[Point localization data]
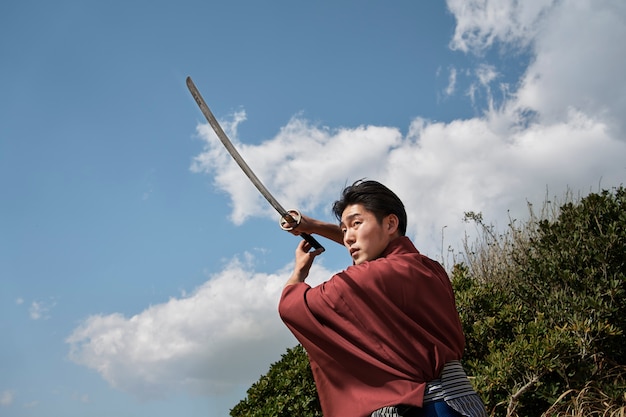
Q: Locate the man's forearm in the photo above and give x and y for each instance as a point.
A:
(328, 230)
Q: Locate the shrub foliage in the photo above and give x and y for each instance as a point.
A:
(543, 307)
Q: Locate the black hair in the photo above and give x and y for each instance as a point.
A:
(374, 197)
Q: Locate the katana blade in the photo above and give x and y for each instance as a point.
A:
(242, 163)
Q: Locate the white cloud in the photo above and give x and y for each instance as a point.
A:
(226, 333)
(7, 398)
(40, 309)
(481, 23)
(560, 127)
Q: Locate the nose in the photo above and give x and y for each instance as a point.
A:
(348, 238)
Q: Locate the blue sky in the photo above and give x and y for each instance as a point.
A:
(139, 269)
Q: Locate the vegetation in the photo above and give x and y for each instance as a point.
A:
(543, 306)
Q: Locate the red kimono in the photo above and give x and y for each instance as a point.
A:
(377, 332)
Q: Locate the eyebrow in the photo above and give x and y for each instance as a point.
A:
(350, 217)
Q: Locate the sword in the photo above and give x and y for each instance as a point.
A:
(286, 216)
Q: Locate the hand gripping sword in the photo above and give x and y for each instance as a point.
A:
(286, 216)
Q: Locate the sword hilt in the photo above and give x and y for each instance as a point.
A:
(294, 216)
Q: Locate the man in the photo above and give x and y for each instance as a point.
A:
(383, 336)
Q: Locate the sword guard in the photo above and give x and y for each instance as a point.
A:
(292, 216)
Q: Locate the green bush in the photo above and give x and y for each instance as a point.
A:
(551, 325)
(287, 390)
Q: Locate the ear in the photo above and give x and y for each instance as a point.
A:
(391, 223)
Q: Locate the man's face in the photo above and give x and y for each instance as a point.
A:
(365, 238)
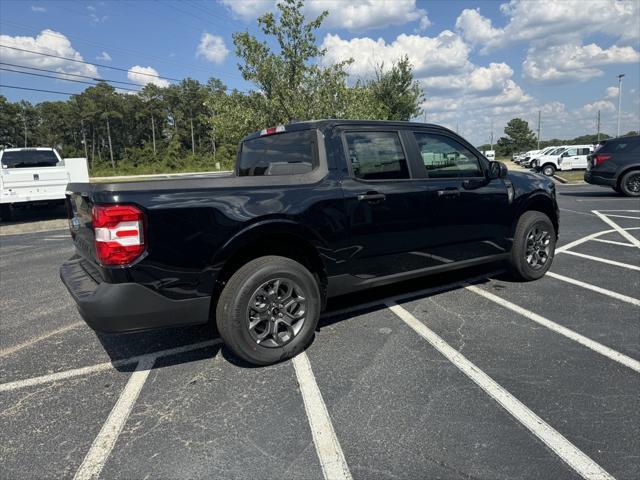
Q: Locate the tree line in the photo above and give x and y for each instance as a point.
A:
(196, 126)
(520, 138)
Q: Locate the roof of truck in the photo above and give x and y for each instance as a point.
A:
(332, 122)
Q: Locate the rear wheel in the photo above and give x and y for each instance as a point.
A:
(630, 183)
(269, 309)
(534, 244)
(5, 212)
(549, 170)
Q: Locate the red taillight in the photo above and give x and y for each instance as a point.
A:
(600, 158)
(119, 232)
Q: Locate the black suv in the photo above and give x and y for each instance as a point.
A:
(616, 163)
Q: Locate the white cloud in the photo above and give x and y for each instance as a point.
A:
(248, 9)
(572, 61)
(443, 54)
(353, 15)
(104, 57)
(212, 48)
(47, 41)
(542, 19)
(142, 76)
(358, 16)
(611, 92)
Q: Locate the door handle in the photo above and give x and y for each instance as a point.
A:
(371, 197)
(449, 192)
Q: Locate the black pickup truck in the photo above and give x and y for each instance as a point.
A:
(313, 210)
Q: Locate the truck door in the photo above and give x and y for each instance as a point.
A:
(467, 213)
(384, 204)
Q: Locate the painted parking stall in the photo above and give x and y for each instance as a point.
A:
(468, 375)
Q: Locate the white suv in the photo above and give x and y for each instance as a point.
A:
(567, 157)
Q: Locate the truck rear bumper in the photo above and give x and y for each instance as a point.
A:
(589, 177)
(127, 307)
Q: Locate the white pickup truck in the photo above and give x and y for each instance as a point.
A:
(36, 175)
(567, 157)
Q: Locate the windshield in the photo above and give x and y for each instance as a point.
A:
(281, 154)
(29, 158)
--
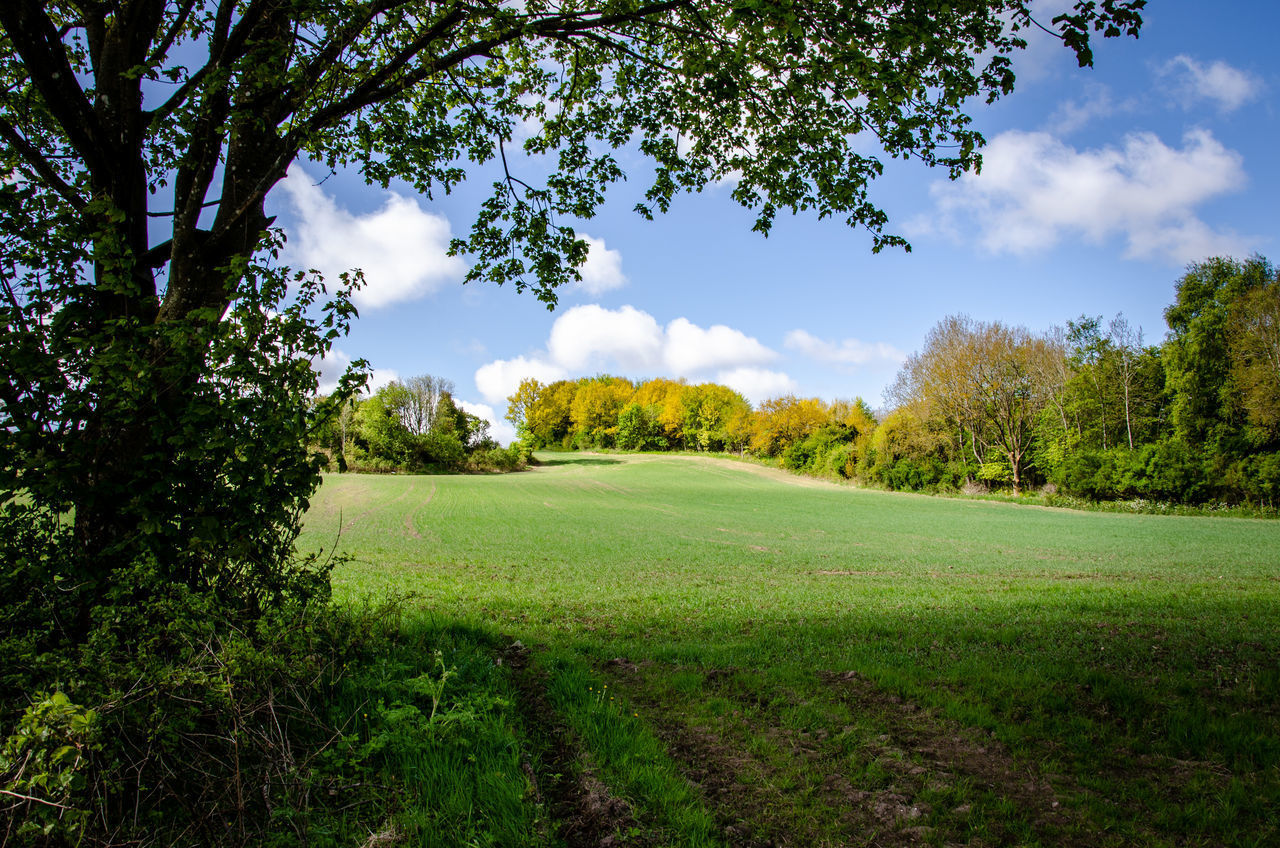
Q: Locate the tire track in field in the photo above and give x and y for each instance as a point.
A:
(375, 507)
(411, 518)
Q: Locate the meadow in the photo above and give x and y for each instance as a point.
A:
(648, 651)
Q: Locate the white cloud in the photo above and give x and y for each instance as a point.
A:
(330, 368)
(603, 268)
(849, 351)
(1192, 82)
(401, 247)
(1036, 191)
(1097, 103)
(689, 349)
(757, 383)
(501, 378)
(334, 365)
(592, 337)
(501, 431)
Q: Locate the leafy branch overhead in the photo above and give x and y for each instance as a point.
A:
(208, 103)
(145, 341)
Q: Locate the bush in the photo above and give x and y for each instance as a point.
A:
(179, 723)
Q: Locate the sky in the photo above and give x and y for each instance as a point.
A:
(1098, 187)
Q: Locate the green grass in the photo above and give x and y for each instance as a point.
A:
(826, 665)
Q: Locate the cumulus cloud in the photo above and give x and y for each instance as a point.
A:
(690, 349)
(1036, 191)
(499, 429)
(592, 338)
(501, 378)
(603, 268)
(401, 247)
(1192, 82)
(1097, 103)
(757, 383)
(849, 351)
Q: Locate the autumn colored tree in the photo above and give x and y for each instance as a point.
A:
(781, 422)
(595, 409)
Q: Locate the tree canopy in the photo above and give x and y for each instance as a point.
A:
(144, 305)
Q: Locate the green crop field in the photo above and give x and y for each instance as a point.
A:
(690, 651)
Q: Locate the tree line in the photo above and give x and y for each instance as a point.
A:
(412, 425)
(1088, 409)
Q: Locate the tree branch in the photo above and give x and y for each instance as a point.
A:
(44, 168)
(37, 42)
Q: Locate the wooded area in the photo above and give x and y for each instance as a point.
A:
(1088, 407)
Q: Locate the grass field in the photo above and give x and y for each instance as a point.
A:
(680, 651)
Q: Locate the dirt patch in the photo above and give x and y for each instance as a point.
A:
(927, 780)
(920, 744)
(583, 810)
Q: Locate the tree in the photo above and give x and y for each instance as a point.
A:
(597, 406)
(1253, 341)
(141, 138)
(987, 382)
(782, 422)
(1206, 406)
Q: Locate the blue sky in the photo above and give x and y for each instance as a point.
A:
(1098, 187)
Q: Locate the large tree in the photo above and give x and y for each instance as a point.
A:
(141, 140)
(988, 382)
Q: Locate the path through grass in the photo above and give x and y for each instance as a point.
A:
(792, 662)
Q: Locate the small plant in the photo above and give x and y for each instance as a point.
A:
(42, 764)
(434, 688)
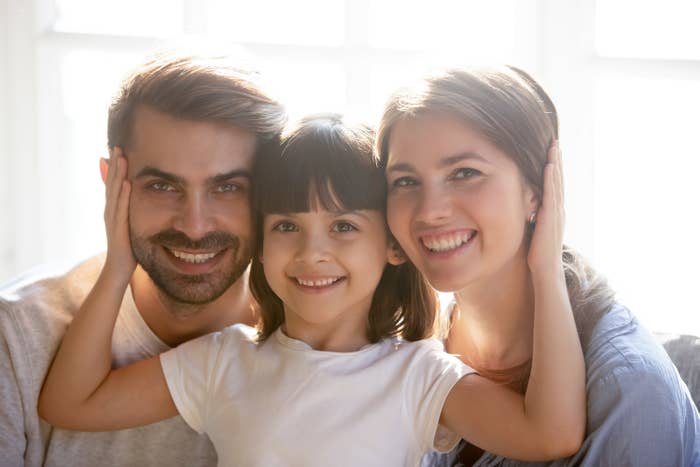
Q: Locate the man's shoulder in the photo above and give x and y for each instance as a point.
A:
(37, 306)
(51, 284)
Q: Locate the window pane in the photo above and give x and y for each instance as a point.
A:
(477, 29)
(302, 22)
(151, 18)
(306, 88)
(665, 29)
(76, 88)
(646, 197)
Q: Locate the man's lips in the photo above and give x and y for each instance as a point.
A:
==
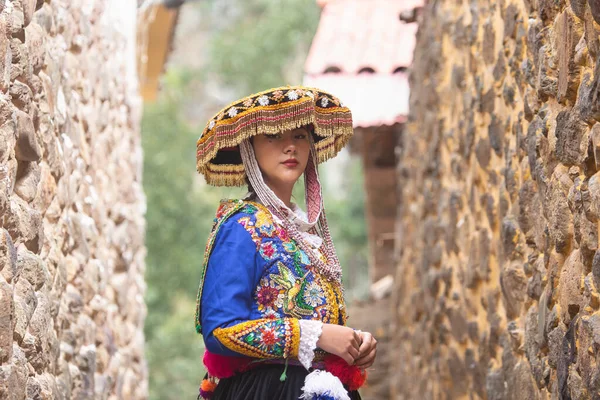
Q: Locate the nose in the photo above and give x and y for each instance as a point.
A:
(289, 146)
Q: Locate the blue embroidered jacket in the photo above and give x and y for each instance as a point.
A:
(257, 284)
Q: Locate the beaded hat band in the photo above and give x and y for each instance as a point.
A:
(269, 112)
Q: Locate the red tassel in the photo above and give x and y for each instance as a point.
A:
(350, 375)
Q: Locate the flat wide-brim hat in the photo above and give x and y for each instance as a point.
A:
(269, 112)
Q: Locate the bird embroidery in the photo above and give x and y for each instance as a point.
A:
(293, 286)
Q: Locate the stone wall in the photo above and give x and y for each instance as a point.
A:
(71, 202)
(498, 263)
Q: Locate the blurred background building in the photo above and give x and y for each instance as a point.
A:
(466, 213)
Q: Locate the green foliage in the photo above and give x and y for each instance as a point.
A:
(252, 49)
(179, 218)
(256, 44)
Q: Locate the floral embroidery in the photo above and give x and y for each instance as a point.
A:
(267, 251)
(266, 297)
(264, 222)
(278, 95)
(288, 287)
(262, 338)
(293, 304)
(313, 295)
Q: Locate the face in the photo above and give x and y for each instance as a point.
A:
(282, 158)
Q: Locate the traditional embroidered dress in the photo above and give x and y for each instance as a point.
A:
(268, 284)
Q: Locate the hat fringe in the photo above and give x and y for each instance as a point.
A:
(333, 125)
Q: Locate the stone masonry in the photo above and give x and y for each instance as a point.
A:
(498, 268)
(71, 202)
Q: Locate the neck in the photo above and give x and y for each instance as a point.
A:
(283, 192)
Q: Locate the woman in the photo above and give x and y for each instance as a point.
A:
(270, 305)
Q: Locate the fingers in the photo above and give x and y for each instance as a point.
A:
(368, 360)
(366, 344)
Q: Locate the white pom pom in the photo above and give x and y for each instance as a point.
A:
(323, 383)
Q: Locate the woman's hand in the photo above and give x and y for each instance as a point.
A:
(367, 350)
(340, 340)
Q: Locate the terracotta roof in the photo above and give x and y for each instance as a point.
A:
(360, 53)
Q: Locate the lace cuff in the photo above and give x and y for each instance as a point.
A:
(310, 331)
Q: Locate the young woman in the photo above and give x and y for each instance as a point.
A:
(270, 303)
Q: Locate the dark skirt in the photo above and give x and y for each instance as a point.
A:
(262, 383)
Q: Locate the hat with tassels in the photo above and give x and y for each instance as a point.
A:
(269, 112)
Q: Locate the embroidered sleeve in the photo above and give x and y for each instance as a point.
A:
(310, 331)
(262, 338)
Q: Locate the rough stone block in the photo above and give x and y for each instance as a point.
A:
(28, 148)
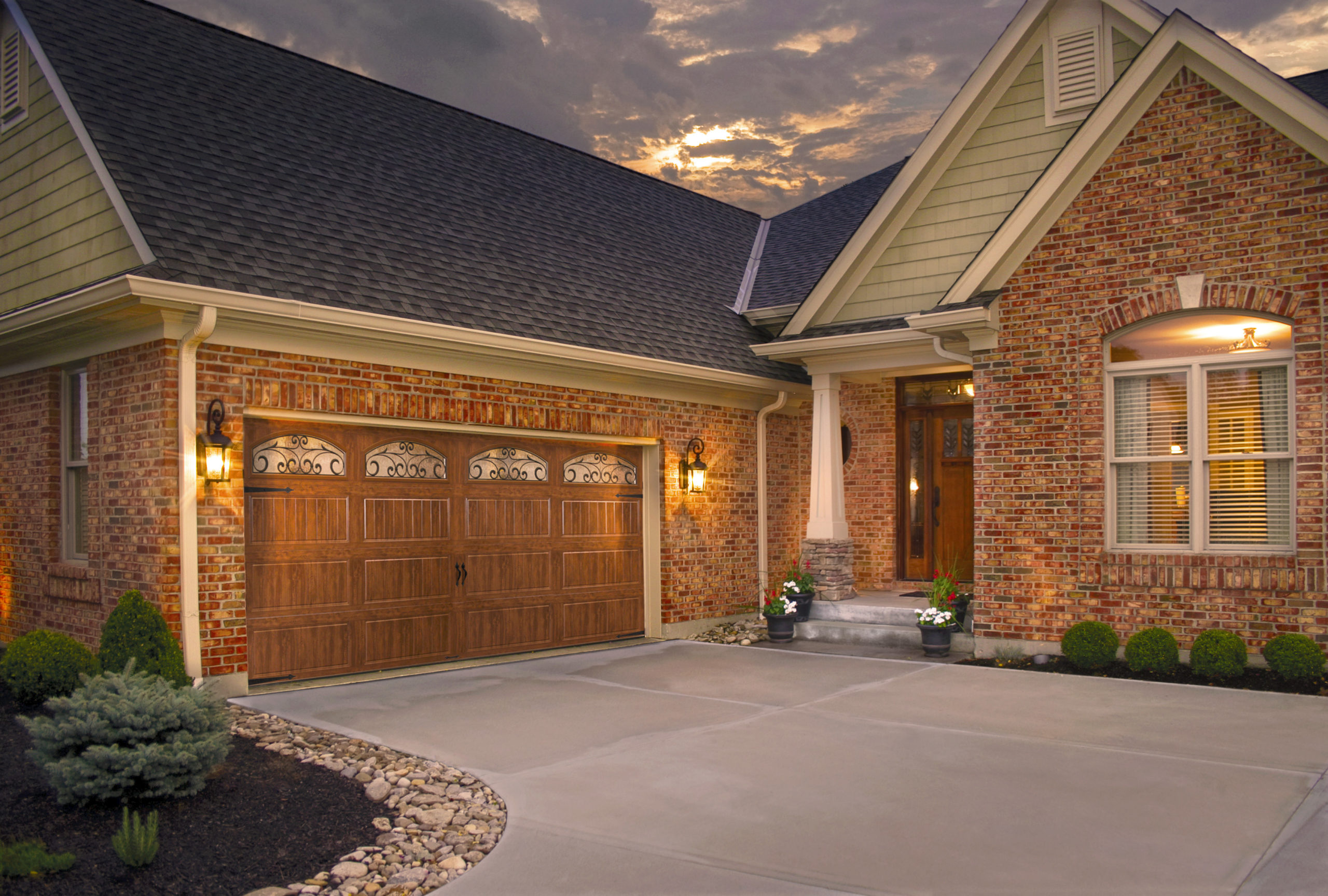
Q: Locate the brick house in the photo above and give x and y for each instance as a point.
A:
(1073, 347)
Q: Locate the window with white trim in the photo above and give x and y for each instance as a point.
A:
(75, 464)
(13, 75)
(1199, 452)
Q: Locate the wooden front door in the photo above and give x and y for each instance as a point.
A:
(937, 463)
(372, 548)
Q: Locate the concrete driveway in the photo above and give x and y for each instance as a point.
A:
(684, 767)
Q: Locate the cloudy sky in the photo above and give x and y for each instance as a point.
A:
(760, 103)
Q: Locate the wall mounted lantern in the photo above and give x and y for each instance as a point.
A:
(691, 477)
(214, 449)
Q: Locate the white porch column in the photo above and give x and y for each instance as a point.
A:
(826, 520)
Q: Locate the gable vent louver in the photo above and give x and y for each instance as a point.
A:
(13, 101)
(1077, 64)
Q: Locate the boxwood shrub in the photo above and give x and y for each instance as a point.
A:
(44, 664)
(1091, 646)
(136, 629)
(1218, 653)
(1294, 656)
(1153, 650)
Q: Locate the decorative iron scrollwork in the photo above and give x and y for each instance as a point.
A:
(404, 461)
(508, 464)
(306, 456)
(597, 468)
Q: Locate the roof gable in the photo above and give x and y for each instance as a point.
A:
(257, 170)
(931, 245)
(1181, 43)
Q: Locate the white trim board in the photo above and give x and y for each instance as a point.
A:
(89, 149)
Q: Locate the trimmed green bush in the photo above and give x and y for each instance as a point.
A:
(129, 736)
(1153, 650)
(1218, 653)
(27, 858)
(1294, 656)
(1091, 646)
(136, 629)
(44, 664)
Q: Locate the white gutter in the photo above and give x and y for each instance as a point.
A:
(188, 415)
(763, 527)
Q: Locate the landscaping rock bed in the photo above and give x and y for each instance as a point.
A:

What the task asks
Using the data above, count the lines where "black" appears. Reply with the number only.

Result of the task
3